## Written problem:
Write out, word for word, the stretch of the items below from the line containing "Where can the snowy" through the line containing "<point>503,57</point>", including both of those lines.

——————————

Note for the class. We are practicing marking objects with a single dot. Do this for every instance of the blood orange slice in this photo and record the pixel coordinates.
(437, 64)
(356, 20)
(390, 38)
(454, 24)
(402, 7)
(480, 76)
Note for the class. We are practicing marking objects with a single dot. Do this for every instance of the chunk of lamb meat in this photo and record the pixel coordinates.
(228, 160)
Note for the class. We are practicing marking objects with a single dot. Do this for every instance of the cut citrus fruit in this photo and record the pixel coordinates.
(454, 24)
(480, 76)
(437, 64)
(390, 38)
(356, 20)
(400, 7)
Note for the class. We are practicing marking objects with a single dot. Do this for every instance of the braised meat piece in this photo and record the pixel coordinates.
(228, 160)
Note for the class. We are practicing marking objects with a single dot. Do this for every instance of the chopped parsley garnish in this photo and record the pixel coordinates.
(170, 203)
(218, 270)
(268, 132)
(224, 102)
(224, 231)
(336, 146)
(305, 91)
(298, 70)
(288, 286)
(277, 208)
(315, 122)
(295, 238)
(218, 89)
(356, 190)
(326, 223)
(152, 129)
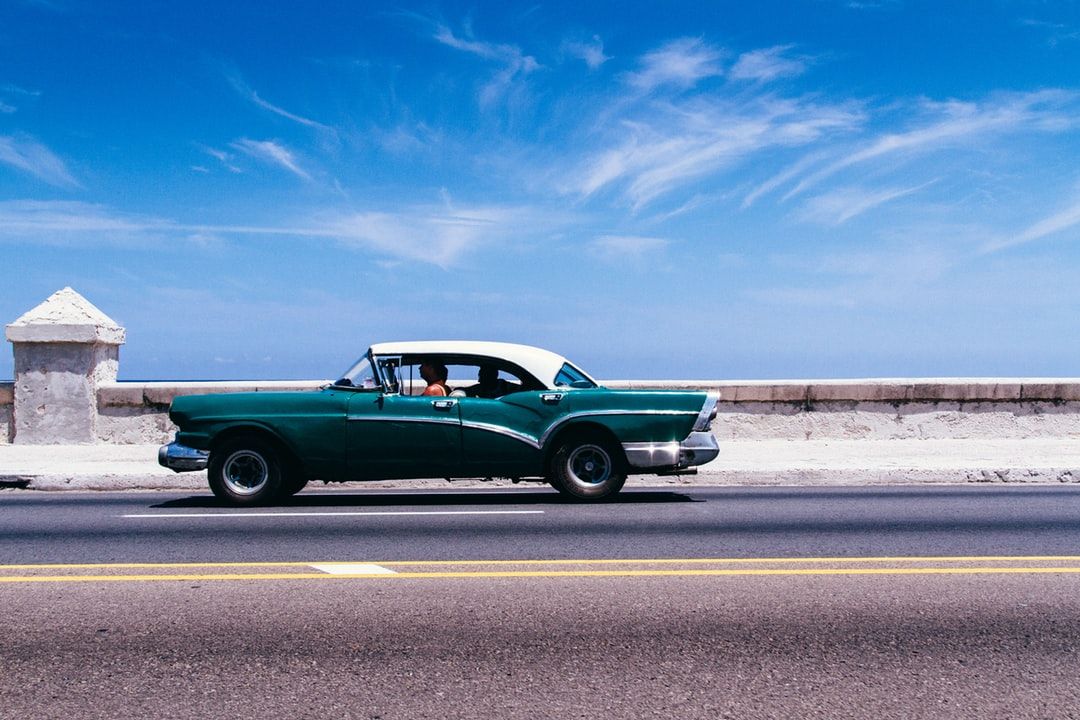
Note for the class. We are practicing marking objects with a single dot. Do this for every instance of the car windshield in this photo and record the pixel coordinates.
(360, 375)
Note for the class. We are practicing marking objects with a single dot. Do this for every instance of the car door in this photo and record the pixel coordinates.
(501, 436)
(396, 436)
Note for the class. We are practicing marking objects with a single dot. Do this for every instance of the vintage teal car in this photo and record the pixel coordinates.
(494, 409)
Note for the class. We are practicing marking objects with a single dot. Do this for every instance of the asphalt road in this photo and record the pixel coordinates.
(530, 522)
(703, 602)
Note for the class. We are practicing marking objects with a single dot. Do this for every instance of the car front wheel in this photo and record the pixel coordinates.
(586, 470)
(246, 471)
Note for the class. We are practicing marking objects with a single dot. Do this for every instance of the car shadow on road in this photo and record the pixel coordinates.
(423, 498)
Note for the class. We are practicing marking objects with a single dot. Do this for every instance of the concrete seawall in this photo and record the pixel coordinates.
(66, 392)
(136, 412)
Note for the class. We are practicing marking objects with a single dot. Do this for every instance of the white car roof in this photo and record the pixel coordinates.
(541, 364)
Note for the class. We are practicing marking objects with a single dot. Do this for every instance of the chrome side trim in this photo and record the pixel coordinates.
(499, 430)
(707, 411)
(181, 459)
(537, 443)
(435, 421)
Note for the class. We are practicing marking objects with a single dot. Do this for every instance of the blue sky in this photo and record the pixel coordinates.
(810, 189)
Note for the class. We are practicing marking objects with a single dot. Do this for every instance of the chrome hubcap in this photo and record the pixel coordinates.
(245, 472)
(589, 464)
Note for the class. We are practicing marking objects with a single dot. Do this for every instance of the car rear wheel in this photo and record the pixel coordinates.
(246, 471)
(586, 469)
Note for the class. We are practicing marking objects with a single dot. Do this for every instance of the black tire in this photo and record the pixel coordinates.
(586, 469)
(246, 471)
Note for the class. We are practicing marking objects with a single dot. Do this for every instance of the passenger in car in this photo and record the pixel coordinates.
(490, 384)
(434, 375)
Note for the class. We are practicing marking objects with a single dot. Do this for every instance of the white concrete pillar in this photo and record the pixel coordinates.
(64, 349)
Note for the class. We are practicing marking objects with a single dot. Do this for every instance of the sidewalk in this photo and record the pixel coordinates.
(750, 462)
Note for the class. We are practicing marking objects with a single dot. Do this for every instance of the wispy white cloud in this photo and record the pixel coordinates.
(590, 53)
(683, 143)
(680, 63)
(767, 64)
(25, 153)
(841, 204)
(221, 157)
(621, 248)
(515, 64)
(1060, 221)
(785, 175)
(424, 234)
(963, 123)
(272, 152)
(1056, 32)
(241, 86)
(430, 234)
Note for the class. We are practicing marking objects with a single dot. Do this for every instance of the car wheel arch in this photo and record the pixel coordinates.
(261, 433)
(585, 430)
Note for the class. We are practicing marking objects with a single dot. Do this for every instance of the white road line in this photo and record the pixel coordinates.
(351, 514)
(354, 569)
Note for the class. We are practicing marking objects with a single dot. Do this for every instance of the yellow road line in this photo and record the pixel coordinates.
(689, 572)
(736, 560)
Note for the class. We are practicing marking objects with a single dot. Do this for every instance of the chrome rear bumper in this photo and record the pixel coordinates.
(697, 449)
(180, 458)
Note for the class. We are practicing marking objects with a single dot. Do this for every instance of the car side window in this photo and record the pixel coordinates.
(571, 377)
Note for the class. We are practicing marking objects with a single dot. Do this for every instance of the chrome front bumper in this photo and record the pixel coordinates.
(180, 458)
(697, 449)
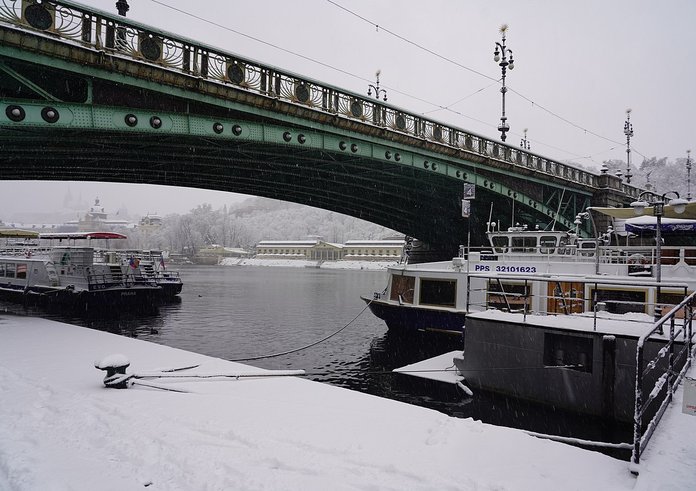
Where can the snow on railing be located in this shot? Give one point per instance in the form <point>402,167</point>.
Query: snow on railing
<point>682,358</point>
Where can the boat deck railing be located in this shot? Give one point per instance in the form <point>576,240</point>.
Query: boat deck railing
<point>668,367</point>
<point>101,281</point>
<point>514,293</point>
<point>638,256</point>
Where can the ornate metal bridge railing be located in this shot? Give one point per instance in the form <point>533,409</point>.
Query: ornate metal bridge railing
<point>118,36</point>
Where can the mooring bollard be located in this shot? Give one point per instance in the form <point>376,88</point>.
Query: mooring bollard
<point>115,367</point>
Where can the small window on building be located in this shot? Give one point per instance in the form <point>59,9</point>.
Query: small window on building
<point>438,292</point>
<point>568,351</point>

——————————

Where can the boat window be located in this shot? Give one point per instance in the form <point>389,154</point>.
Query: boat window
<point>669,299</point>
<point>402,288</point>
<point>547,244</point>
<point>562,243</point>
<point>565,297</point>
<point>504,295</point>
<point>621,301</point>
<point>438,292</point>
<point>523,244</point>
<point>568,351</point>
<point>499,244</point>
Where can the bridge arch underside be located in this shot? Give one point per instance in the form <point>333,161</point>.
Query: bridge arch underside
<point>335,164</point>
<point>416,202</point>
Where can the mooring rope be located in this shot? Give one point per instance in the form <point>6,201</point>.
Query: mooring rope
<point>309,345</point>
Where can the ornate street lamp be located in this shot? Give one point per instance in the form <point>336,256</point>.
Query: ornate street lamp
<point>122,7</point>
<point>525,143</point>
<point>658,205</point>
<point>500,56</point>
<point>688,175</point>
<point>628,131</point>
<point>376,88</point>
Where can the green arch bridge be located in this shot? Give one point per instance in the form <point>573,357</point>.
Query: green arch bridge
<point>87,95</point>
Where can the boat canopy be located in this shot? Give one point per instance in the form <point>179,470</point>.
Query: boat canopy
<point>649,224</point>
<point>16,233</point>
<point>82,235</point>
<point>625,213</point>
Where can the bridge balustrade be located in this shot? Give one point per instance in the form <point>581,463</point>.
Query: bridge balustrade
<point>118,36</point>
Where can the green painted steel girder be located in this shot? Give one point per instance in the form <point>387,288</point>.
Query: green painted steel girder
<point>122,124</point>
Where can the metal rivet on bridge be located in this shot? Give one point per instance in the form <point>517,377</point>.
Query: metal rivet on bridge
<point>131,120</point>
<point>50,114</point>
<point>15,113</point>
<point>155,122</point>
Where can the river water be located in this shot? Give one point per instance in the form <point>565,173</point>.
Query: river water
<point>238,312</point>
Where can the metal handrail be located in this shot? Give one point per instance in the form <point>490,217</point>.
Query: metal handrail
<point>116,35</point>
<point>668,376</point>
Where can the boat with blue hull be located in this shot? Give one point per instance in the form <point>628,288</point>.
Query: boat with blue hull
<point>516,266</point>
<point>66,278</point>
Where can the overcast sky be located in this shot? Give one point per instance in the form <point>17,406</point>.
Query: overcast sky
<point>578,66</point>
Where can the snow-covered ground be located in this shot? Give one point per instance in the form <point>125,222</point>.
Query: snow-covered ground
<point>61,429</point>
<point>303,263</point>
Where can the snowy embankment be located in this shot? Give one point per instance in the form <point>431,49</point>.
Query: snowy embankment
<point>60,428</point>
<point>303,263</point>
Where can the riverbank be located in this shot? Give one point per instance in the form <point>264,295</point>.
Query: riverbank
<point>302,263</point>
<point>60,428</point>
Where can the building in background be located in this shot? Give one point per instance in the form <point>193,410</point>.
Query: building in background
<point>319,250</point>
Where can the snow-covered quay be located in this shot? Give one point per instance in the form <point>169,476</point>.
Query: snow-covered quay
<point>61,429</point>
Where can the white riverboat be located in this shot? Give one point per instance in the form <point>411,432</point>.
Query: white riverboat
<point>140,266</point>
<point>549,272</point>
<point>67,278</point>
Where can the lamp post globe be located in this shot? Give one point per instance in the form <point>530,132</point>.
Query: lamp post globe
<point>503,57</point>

——————————

## Solution below:
Where can the snowy embankment be located in this shot? Give one point per instance in the form <point>431,49</point>.
Query: snowy embankment
<point>60,428</point>
<point>303,263</point>
Where can the riverbank be located in this shot? Give one point per instance in the form <point>264,295</point>.
Query: riverbank
<point>302,263</point>
<point>60,428</point>
Where can the building in background be located in this shot? Give one point per instance in the form <point>193,410</point>.
Query: building in background
<point>319,250</point>
Where can the snow-covered quay be located in this shot? Give one point per instance in the form <point>169,476</point>.
Query: snow-covered quay
<point>61,429</point>
Where can the white riverboat be located in this shot? Give one point per instance in the form <point>411,432</point>.
Query: white riverboat
<point>140,266</point>
<point>549,272</point>
<point>67,278</point>
Where can the lamp post globe be located in this shot? Give one point per instance in the form <point>530,132</point>.
Query: lamp post globe
<point>503,57</point>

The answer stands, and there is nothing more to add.